The Language of Truth

December 19, 2013
Nadine Y. Ramos
reposted from The Guidon


 The Guidon Editor’s note: This is the original text of ‘Ang wika ng katotohanan, published in the December 2013 issue of The GUIDON

The first room in the Lucas Infirmary is innocuous: A bed, a TV, a crucifix. In the middle of it all is the hunched figure who, without a doubt, revolutionized the way philosophy is discussed in the Ateneo.

Since his return to the Ateneo de Manila campus in 1966 as the chair of the Department of Philosophy, Father Roque Ferriols, SJ has become a legend to generations of Ateneans.

Now, the newly retired Ferriols resides in the infirmary, where, every Thursday, Assistant Professor Mark Calano and teaching assistant Earl Valdez come to visit and talk about whatever topic they deem interesting. Today, they bring him his favorite ice cream flavor (chocolate), and two guests.

“Upo ka dito malapit kay Padre (Sit here beside father),” Calano says to me, and for an hour or so, I get to be one of Ferriols’ last students.


I start the interview with the question, “Why did you start teaching philosophy in Filipino?” Ferriols’ answer is sharp: “That’s the wrong question. The question should be why did some people not use Filipino when doing philosophy?” He adds, “Why is it that so many teachers did not teach in Filipino?”

Though it would be heartwarming to say that the Filipinization of education in the Ateneo was accepted joyfully, instructor Roy Tolentino says otherwise. He says that the approval of Ferriols’ experimental philosophy in Filipino class in 1969 was “praised in public but regarded with disdain in private.”

**Given task 1:**
Summarize the article about Father Roque Ferriols in two sentences.
The entries have no connection to the article.

[Stored data]

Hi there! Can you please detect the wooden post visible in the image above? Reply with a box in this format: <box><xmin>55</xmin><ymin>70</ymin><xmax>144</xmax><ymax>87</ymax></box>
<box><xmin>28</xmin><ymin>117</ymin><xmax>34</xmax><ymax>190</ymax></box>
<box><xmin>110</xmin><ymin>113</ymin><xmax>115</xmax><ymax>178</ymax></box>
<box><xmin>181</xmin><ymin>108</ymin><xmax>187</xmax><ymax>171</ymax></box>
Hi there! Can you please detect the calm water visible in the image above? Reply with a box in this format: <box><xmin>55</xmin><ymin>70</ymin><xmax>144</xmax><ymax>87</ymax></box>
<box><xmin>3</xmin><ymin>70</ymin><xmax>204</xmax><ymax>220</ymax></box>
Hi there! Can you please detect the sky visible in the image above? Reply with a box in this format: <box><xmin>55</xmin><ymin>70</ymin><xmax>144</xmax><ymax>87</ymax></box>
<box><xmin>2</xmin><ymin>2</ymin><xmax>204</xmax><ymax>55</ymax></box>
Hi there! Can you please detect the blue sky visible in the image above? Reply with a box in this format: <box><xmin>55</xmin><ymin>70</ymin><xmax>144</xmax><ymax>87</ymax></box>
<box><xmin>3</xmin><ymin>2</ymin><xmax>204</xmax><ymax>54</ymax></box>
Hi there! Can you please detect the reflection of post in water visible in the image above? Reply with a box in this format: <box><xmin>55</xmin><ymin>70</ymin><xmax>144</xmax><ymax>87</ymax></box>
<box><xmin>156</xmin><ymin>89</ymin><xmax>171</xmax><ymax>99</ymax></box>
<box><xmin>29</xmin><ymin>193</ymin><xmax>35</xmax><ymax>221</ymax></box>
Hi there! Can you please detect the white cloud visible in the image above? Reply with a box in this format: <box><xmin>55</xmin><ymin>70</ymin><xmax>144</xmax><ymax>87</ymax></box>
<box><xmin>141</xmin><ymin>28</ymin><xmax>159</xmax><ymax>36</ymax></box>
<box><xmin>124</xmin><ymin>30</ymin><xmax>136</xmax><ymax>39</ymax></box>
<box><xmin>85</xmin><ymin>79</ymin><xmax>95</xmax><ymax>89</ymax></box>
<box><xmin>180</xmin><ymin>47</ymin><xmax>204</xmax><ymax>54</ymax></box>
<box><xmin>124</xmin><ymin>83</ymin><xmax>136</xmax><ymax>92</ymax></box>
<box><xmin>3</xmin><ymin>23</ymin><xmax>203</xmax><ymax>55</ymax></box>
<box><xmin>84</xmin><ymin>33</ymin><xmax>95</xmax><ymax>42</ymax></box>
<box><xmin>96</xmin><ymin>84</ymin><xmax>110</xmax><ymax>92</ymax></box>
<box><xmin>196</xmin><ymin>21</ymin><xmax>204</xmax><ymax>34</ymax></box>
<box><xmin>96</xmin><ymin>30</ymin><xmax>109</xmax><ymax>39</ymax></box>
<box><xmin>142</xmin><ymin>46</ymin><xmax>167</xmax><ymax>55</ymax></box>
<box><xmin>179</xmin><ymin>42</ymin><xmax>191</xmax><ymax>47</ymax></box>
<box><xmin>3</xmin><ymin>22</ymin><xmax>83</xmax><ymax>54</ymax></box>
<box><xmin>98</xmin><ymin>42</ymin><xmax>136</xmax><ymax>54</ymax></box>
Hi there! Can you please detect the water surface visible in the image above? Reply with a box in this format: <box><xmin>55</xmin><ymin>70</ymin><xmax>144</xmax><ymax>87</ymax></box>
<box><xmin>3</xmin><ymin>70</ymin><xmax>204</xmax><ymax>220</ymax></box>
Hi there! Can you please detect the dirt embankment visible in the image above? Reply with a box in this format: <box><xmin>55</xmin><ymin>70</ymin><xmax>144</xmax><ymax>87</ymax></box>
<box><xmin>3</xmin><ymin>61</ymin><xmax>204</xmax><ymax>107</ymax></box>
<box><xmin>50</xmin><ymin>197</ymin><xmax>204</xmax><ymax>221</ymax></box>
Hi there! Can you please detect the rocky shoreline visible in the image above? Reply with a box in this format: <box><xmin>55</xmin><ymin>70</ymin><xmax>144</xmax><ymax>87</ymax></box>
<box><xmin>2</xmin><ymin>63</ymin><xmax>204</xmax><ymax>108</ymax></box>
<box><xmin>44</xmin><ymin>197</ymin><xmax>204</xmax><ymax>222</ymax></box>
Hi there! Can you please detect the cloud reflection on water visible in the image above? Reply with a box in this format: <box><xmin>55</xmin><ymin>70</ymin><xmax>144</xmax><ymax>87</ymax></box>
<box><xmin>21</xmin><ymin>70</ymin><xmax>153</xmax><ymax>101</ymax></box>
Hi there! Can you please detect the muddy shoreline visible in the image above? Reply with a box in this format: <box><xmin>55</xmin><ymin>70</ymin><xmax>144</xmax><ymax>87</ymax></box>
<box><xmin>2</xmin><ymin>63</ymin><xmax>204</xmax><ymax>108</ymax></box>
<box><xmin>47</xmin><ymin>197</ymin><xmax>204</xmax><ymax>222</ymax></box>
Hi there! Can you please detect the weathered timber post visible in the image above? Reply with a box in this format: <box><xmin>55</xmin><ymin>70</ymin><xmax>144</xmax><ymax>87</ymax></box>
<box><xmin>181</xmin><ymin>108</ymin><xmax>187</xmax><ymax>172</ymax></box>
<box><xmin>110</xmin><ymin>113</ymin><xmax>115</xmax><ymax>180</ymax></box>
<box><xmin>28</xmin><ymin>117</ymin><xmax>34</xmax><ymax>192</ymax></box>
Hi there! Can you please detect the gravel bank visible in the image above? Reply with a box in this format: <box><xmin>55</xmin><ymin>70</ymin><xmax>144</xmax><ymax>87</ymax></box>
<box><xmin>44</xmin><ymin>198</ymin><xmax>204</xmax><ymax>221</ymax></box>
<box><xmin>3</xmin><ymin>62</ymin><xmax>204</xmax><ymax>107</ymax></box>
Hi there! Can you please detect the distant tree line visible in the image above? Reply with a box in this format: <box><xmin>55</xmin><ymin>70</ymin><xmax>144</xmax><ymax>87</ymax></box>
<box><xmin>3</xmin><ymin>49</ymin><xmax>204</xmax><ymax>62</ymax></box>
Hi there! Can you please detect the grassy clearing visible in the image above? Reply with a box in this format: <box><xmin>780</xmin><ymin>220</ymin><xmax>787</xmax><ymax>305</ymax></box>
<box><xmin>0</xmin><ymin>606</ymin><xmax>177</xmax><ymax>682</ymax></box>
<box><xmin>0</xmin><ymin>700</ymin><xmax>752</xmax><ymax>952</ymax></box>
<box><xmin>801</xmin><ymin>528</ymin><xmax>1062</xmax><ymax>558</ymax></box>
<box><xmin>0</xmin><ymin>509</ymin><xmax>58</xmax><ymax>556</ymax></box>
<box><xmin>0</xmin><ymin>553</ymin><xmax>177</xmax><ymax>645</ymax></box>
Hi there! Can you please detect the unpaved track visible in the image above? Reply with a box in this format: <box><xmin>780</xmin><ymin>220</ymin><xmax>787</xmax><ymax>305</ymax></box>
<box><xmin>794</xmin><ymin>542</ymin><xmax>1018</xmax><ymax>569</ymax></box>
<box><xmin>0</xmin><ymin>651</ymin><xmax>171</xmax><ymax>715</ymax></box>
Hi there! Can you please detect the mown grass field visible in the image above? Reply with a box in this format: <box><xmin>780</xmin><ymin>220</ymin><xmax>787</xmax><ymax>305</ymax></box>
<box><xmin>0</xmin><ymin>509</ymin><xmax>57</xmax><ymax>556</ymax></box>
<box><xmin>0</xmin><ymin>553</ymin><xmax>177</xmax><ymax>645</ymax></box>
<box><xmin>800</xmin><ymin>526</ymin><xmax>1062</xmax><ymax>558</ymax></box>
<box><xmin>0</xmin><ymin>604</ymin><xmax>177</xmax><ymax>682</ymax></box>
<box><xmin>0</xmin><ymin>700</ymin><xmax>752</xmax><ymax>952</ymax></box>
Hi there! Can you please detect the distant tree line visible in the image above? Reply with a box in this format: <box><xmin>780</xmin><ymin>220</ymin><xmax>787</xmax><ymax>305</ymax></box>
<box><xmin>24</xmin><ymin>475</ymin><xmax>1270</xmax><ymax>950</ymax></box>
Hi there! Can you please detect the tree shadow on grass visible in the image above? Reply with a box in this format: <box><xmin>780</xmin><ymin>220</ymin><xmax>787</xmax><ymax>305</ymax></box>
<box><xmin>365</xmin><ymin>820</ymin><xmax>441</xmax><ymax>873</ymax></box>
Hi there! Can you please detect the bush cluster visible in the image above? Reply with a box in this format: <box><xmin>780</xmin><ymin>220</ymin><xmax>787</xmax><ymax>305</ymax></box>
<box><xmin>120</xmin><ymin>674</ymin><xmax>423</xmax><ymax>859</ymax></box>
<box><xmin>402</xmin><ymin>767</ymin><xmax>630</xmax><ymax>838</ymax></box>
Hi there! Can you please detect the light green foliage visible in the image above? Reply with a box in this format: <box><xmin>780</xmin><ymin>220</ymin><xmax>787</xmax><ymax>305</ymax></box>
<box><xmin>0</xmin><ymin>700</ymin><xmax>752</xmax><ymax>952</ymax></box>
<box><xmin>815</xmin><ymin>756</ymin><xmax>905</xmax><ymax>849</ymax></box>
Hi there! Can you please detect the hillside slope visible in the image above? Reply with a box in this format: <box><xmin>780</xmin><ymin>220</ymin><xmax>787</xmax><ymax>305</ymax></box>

**Given task 2:**
Locate every line in the entries that contains the word "slope".

**Answer 1:**
Father Roque Ferriols, SJ, who returned to the Ateneo de Manila in 1966 as chair of its Department of Philosophy and changed how philosophy is discussed there, now lives newly retired in the Lucas Infirmary. Asked why he started teaching philosophy in Filipino, he called it the wrong question, and instructor Roy Tolentino says the approval of his experimental 1969 philosophy class in Filipino was praised in public but regarded with disdain in private.

**Answer 2:**
Hi there! Can you please detect the hillside slope visible in the image above? Reply with a box in this format: <box><xmin>780</xmin><ymin>220</ymin><xmax>787</xmax><ymax>305</ymax></box>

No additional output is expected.